# [Image-grounded pointing data]
------------------------
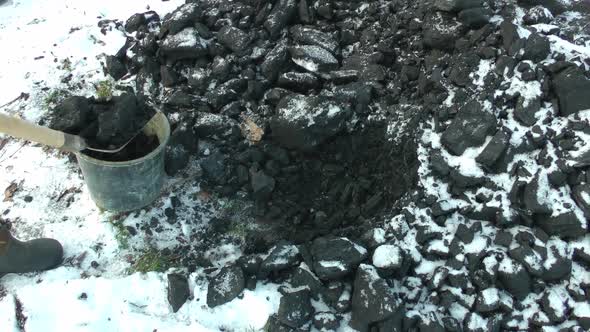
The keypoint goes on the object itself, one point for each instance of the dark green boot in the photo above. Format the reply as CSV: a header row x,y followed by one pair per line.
x,y
21,257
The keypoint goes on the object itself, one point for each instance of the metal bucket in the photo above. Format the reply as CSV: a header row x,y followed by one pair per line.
x,y
122,186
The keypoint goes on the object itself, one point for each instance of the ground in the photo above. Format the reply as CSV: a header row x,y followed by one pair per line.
x,y
50,48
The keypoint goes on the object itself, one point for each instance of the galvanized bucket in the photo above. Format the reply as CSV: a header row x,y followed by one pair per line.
x,y
123,186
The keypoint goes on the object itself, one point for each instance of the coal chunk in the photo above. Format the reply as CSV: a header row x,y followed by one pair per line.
x,y
373,300
186,44
571,87
275,60
262,185
558,265
566,225
178,291
309,36
313,58
581,195
115,125
304,277
304,122
233,38
115,67
469,129
226,286
214,167
183,17
281,15
295,308
537,48
183,142
298,81
526,109
335,257
475,18
514,278
72,115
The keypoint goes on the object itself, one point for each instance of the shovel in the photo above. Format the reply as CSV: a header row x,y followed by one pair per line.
x,y
54,138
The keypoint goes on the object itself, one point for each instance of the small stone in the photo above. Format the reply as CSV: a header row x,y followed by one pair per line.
x,y
571,87
313,58
295,308
178,290
335,257
326,321
281,256
373,300
388,257
494,150
469,129
226,286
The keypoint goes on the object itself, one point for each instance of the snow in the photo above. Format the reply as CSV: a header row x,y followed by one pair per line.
x,y
137,303
185,38
307,64
332,265
490,296
484,68
386,256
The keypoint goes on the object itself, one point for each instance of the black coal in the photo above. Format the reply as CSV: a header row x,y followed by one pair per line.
x,y
343,92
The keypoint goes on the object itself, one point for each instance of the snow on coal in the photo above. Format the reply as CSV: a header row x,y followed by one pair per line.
x,y
411,165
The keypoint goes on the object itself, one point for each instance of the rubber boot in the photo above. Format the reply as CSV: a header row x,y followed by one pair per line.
x,y
21,257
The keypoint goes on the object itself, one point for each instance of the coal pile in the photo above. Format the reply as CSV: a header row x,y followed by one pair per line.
x,y
107,125
421,164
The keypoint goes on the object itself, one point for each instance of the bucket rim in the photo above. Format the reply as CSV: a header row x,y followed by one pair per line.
x,y
127,163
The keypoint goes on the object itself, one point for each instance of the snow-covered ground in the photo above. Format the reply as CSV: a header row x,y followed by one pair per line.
x,y
51,200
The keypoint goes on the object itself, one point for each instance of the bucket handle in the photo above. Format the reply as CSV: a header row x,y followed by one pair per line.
x,y
22,129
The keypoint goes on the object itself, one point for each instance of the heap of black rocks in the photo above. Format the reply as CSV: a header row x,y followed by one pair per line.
x,y
107,124
459,123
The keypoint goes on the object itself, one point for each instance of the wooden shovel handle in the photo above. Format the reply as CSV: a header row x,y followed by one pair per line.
x,y
32,132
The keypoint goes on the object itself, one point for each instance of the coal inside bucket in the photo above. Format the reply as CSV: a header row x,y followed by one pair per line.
x,y
128,185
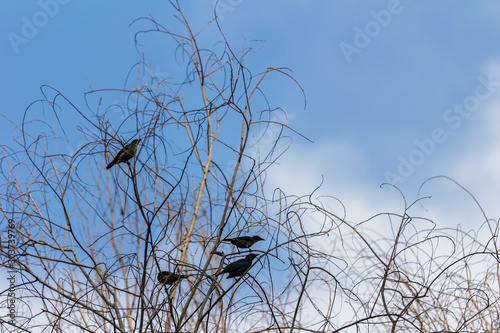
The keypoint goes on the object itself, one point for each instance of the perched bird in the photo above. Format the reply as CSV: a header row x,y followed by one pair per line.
x,y
165,277
243,242
125,154
239,267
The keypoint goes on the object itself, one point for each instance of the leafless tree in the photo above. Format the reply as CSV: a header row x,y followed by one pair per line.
x,y
89,243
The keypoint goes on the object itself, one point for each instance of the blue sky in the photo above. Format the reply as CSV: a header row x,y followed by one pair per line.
x,y
365,111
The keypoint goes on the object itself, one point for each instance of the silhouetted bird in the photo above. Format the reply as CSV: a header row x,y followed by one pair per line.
x,y
125,154
239,267
243,242
165,277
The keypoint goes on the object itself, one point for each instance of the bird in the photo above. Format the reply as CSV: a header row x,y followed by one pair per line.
x,y
165,277
243,242
125,154
239,267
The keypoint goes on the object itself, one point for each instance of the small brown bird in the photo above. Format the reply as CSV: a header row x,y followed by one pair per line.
x,y
125,154
165,277
243,242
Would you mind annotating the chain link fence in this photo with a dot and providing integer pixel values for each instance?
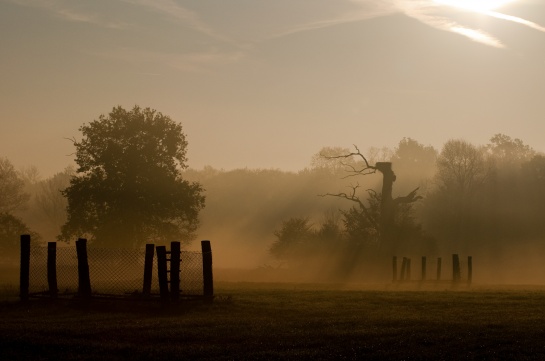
(115, 272)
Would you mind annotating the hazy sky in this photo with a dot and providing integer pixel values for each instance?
(267, 83)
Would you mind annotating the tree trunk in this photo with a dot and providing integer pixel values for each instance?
(387, 239)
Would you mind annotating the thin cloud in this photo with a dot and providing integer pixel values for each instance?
(176, 11)
(515, 20)
(93, 19)
(372, 9)
(194, 62)
(65, 11)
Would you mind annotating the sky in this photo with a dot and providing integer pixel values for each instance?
(268, 83)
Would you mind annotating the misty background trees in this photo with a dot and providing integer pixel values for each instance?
(481, 200)
(128, 188)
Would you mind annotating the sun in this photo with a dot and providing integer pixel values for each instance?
(475, 5)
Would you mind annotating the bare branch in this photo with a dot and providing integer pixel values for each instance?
(367, 169)
(352, 197)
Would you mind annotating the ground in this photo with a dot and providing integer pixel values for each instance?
(285, 321)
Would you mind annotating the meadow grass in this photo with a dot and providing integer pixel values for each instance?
(264, 321)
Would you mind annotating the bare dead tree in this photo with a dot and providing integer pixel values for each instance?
(388, 203)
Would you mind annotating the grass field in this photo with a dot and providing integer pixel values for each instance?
(285, 321)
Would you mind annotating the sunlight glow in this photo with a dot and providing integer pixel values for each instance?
(475, 5)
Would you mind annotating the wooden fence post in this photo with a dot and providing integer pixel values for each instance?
(455, 268)
(162, 271)
(408, 269)
(148, 269)
(423, 268)
(84, 279)
(208, 281)
(469, 270)
(24, 279)
(394, 268)
(403, 269)
(175, 270)
(52, 268)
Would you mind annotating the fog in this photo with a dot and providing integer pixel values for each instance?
(485, 201)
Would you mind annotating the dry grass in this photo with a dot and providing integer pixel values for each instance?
(286, 321)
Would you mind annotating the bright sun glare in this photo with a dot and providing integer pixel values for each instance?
(475, 5)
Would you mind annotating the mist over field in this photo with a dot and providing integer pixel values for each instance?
(307, 140)
(483, 201)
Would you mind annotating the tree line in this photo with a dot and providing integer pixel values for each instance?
(132, 185)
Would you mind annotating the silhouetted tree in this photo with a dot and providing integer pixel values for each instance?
(457, 204)
(128, 189)
(388, 240)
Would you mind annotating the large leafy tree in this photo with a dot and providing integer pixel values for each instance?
(128, 189)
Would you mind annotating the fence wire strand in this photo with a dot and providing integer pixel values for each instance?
(112, 271)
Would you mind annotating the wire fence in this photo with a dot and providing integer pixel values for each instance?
(432, 269)
(112, 271)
------------------------
# [WHAT TO DO]
Leave every image out and retype the entries above word for word.

# [FINISHED EXERCISE]
The keypoint goes on the object itself, one point for each instance of the dark green boot in the photo above. Format the reply as CSV: a header row x,y followed by one pair per line.
x,y
21,257
The keypoint goes on the object itself, one point for each instance of the metal bucket in the photo above. Format the reply as CSV: a header row x,y followed by one pair per line.
x,y
122,186
The keypoint goes on the object itself, one point for each instance of the ground in the photo above. Format the reply as CSV: a header row x,y followed by one pair per line.
x,y
50,48
The keypoint goes on the object itself, one point for each instance of the galvanized bucket in the photo above. Format the reply as CSV: a header row x,y followed by one pair per line.
x,y
123,186
The keypoint goes on the object itself, one point for each instance of the coal chunk in the photo above. Format the reply as CSV: a header row x,y followed by one pair per line.
x,y
373,300
186,44
571,87
275,60
262,185
558,265
566,225
178,291
309,36
313,58
581,195
115,125
304,277
304,122
233,38
115,67
469,129
226,286
214,167
183,17
281,15
295,308
537,48
183,142
298,81
526,109
335,257
475,18
514,278
72,115
The keypoint goes on the object itself, one point for each instance of the shovel in the photo above. Format the reply as CSV: a header row x,y followed by one pair per line.
x,y
54,138
The keypoint goes on the object itself, one point for each instance of the small stone in the photo above. Format the reply as CSV: a header row x,y followed by one pair per line.
x,y
571,87
313,58
295,308
178,290
335,257
326,321
281,256
373,300
388,257
494,150
469,129
226,286
The keypoint goes on the object itself, one point for each instance of the snow in the photo above. Format the reply as CSV: a header row x,y followed by one pair per line.
x,y
137,303
185,38
307,64
332,265
490,296
484,68
386,256
The keypoint goes on the object itself, one point for each instance of the black coal in the photo above. Format the reply as CSV: a header row x,y followed by one pair per line.
x,y
343,92
The keypoint goes on the object itself, one point for each instance of the snow on coal in the photo above. Format the reply as CSV: a header row x,y followed by one pair per line.
x,y
411,165
The keypoint goes on the object itself, one point for each instance of the rubber boot in the photo above. Format the reply as CSV: a header row x,y followed by one pair per line.
x,y
21,257
The keypoint goes on the object itself, one point for each instance of the coal pile in the photo above. Format the reply as CSV: a header row x,y followed by one pair per line.
x,y
107,125
421,164
The keypoint goes on the object itself, one point for each instance of the bucket rim in the photo above. Format the reply as CSV: a header row x,y followed by one pair per line.
x,y
127,163
The keypoint goes on the object itself, one point for each instance of the snow-covered ground in the photo above. Format the reply as CSV: a header row x,y followed by one pair per line.
x,y
51,200
The keypoint goes on the object itself, one point for each instance of the bucket handle in the photo above. Format the reply as CSV: a header row x,y followed by one pair per line.
x,y
22,129
The keypoint goes on the object itself, one point for each instance of the heap of black rocks in the photo above. Format the reply as CSV: a header row x,y followed by one pair per line.
x,y
107,124
459,123
The keypoint goes on the object itself, one point for each instance of the wooden shovel handle in the photo above. Format the reply as CSV: a header row x,y followed by one pair per line.
x,y
32,132
The keypoint goes on the object itself, one point for each instance of the coal inside bucket in the photo above. Format the reply as CSV: a header row x,y followed by one pair per line.
x,y
128,185
The keypoint goes on the object itself, one point for each instance of the perched bird in the photo above. Format the reply as CSV: a header row x,y followed by one pair per line.
x,y
165,277
243,242
125,154
239,267
The keypoint goes on the object itself, one point for each instance of the leafless tree in the photo above. Format the reply as CSV: a header row x,y followed by one pair per line.
x,y
89,243
The keypoint goes on the object itself, one point for each instance of the blue sky in the photo above. Format the reply as CSV: a header row x,y followed by one pair per line.
x,y
365,111
The keypoint goes on the object itself, one point for each instance of the silhouetted bird in the photo above. Format the reply as CSV: a header row x,y followed by one pair per line.
x,y
125,154
239,267
243,242
165,277
The keypoint goes on the object itself, one point for each instance of the bird in the photo above. Format the reply as CSV: a header row x,y followed by one pair per line.
x,y
165,277
243,242
125,154
239,267
The keypoint goes on the object itself, one point for each instance of the small brown bird in the photo above. Format the reply as CSV: a header row x,y followed by one pair per line.
x,y
125,154
165,277
243,242
Would you mind annotating the chain link fence in this photo with a dot and providing integer pixel values for each instance?
(115, 272)
Would you mind annotating the hazy sky in this photo with a dot and providing integer pixel values for each instance?
(267, 83)
Would you mind annotating the tree trunk in this photo with a dot and providing integer pixel values for each instance?
(387, 239)
Would you mind annotating the thin cloud in this photo with a dot and providing integer pixel values for each instance?
(176, 11)
(515, 20)
(93, 19)
(372, 9)
(194, 62)
(65, 11)
Would you mind annotating the sky in this photo with a dot and providing integer pixel values for each instance?
(268, 83)
Would you mind annotating the misty background trees in this photo with a dot and providing integer pixel values for each instance?
(481, 200)
(128, 188)
Would you mind annotating the sun in this photo with a dot and providing integer pixel values for each instance?
(475, 5)
Would you mind annotating the bare branch in this photo with a dot and providing integer pixel values for each instance?
(367, 169)
(352, 197)
Would you mind annotating the ground in this photo with a dot and providing integer pixel values for each instance?
(285, 321)
Would you mind annotating the meadow grass in this photo with a dot and providing integer pixel values for each instance?
(264, 321)
Would you mind annotating the bare dead tree in this photo with a dot and providing integer pixel values for each instance?
(388, 203)
Would you mind annotating the grass field in this photo with a dot and providing integer pixel values for each instance?
(285, 321)
Would you mind annotating the sunlight glow in this photo with a dot and providing integer pixel values for each instance?
(475, 5)
Would you mind annotating the wooden fence post in this photo with a dot and providing integer pixel values for each instance?
(455, 268)
(162, 271)
(408, 269)
(148, 269)
(423, 268)
(84, 279)
(208, 281)
(469, 270)
(24, 279)
(394, 268)
(403, 269)
(175, 270)
(52, 268)
Would you mind annotating the fog in this photo with a dot and providing integer pixel values for each instance?
(485, 201)
Would you mind annotating the dry grass in this photo with a dot and providing integer pixel values for each instance?
(286, 321)
Would you mind annotating the bright sun glare in this photo with a dot and providing integer pixel values for each instance?
(475, 5)
Would you mind annotating the mist over field in this photo with a dot and providing integer pixel values for each instance?
(307, 140)
(483, 201)
Would you mind annotating the tree line in this photo with a dot and providing integer pixel values for each instance?
(132, 185)
Would you mind annotating the silhouetted tree in this photo with a dot and providing integer pixel values for each instance?
(457, 204)
(128, 189)
(388, 240)
Would you mind annotating the large leafy tree in this photo with a dot and providing integer pixel values for each instance?
(128, 189)
Would you mind annotating the fence wire strand in this photo with a dot and providing integer pixel values for each instance?
(112, 271)
Would you mind annotating the wire fence in this photo with a dot and providing integer pixel values for each instance?
(432, 269)
(112, 271)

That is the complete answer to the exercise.